Exercise instructions — Please reproduce all the records exactly while leaving out their pictures.

*** Input for this task ***

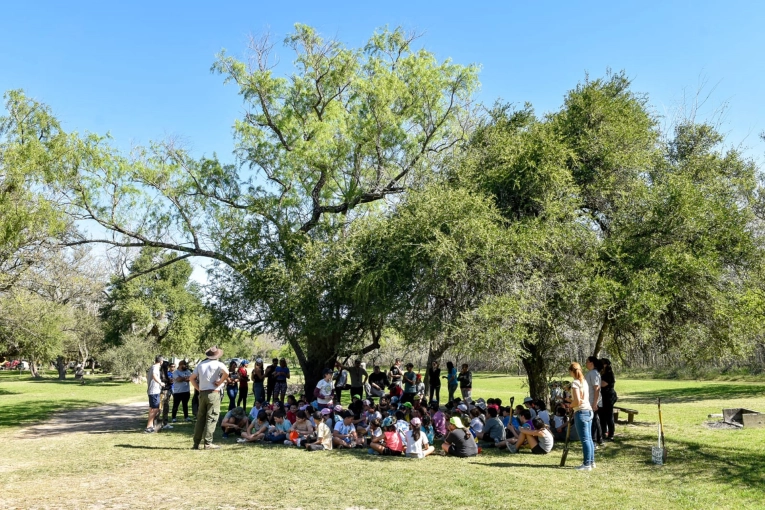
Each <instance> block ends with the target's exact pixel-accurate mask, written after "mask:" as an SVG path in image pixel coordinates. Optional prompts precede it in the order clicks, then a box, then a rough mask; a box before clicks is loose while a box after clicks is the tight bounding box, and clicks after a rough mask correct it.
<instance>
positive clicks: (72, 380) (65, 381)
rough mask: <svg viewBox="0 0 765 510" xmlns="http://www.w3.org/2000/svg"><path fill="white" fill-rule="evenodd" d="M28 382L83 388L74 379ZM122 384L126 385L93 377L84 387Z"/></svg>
mask: <svg viewBox="0 0 765 510" xmlns="http://www.w3.org/2000/svg"><path fill="white" fill-rule="evenodd" d="M27 381H28V382H31V383H35V384H59V385H76V386H83V384H82V381H76V380H74V378H71V379H64V380H63V381H62V380H60V379H49V378H42V379H33V378H30V379H27ZM124 384H127V383H126V382H117V381H111V380H109V378H108V377H106V376H105V377H103V378H99V377H94V378H87V377H86V378H85V384H84V386H101V387H108V386H111V387H114V386H122V385H124Z"/></svg>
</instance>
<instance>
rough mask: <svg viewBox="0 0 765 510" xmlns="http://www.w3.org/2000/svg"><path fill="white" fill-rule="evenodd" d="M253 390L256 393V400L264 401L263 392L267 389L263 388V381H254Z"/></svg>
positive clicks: (255, 397) (252, 387) (253, 392)
mask: <svg viewBox="0 0 765 510" xmlns="http://www.w3.org/2000/svg"><path fill="white" fill-rule="evenodd" d="M252 392H253V393H254V394H255V402H263V394H264V393H265V390H264V389H263V383H262V382H261V383H257V382H255V383H252Z"/></svg>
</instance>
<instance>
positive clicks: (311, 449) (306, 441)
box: [305, 409, 332, 452]
mask: <svg viewBox="0 0 765 510" xmlns="http://www.w3.org/2000/svg"><path fill="white" fill-rule="evenodd" d="M322 411H328V409H323V410H322ZM328 414H329V413H324V412H318V411H317V412H316V413H314V415H313V420H314V421H315V422H316V441H306V443H305V447H306V450H308V451H309V452H315V451H320V450H331V449H332V431H331V430H329V427H327V423H326V418H327V415H328Z"/></svg>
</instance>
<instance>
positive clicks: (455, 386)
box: [444, 361, 459, 402]
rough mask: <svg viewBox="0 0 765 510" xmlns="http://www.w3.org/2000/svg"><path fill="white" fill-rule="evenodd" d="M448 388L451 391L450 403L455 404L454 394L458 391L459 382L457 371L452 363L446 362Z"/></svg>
mask: <svg viewBox="0 0 765 510" xmlns="http://www.w3.org/2000/svg"><path fill="white" fill-rule="evenodd" d="M444 379H446V388H447V389H448V390H449V402H454V393H455V392H456V391H457V387H458V386H459V382H458V381H457V369H456V368H455V367H454V363H452V362H451V361H447V362H446V376H445V377H444Z"/></svg>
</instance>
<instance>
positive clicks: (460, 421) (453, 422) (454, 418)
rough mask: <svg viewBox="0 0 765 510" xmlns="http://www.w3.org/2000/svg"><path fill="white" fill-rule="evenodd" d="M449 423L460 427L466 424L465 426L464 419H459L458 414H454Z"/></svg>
mask: <svg viewBox="0 0 765 510" xmlns="http://www.w3.org/2000/svg"><path fill="white" fill-rule="evenodd" d="M449 423H451V424H452V425H454V426H455V427H457V428H458V429H464V428H465V426H464V425H462V420H460V419H459V418H457V417H456V416H452V417H451V418H450V419H449Z"/></svg>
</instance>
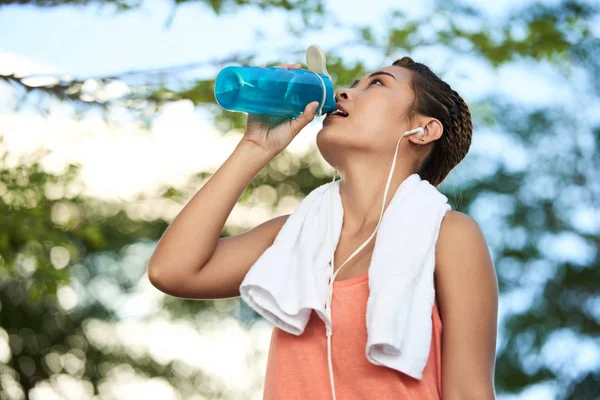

***

Response to the exercise —
Each <instance> block ends with the target's exact pixel-accurate mask, written after "mask:" as an SVG path in image pixel coordinates. Optional prompts precede it in the order clicks, then a box, then a rough mask; a box before clicks is loose while a box after clicks is the tight bounding box, and clicks after a rough mask correct it.
<instance>
positive clicks: (72, 380) (65, 381)
rough mask: <svg viewBox="0 0 765 510" xmlns="http://www.w3.org/2000/svg"><path fill="white" fill-rule="evenodd" d="M28 382L83 388L74 379ZM122 384L126 385L93 377L84 387Z"/></svg>
mask: <svg viewBox="0 0 765 510" xmlns="http://www.w3.org/2000/svg"><path fill="white" fill-rule="evenodd" d="M27 381H28V382H31V383H35V384H59V385H76V386H83V384H82V381H76V380H74V378H71V379H64V380H63V381H62V380H60V379H49V378H42V379H33V378H30V379H27ZM124 384H127V383H126V382H117V381H111V380H109V378H108V377H106V376H105V377H103V378H99V377H94V378H87V377H86V378H85V384H84V386H101V387H108V386H111V387H114V386H122V385H124Z"/></svg>
</instance>
<instance>
rough mask: <svg viewBox="0 0 765 510" xmlns="http://www.w3.org/2000/svg"><path fill="white" fill-rule="evenodd" d="M253 390L256 393V400L264 401L263 392L267 389L263 388V381H254Z"/></svg>
positive clicks: (255, 397) (252, 387) (253, 392)
mask: <svg viewBox="0 0 765 510" xmlns="http://www.w3.org/2000/svg"><path fill="white" fill-rule="evenodd" d="M252 392H253V393H254V394H255V402H263V394H264V393H265V390H264V389H263V383H262V382H261V383H257V382H255V383H252Z"/></svg>
</instance>
<instance>
positive clicks: (311, 449) (306, 441)
box: [305, 409, 332, 452]
mask: <svg viewBox="0 0 765 510" xmlns="http://www.w3.org/2000/svg"><path fill="white" fill-rule="evenodd" d="M322 411H328V409H323V410H322ZM328 414H329V413H324V412H318V411H317V412H316V413H314V415H313V420H314V421H315V422H316V441H306V443H305V447H306V450H308V451H309V452H315V451H320V450H331V449H332V431H331V430H329V427H327V423H326V418H327V415H328Z"/></svg>
</instance>
<instance>
positive clicks: (455, 386)
box: [444, 361, 459, 402]
rough mask: <svg viewBox="0 0 765 510" xmlns="http://www.w3.org/2000/svg"><path fill="white" fill-rule="evenodd" d="M448 388L451 391L450 403L455 404L454 394L458 391L459 382L457 371L452 363L446 362Z"/></svg>
mask: <svg viewBox="0 0 765 510" xmlns="http://www.w3.org/2000/svg"><path fill="white" fill-rule="evenodd" d="M444 379H446V388H447V389H448V390H449V402H454V393H455V392H456V391H457V387H458V386H459V382H458V381H457V369H456V368H455V367H454V363H452V362H451V361H447V362H446V376H445V377H444Z"/></svg>
</instance>
<instance>
positive clicks: (460, 421) (453, 422) (454, 418)
rough mask: <svg viewBox="0 0 765 510" xmlns="http://www.w3.org/2000/svg"><path fill="white" fill-rule="evenodd" d="M449 423L460 427L466 424L465 426L464 419H459L458 414H454Z"/></svg>
mask: <svg viewBox="0 0 765 510" xmlns="http://www.w3.org/2000/svg"><path fill="white" fill-rule="evenodd" d="M449 423H451V424H452V425H454V426H455V427H457V428H458V429H464V428H465V426H464V425H462V420H460V419H459V418H457V417H456V416H452V417H451V418H450V419H449Z"/></svg>
</instance>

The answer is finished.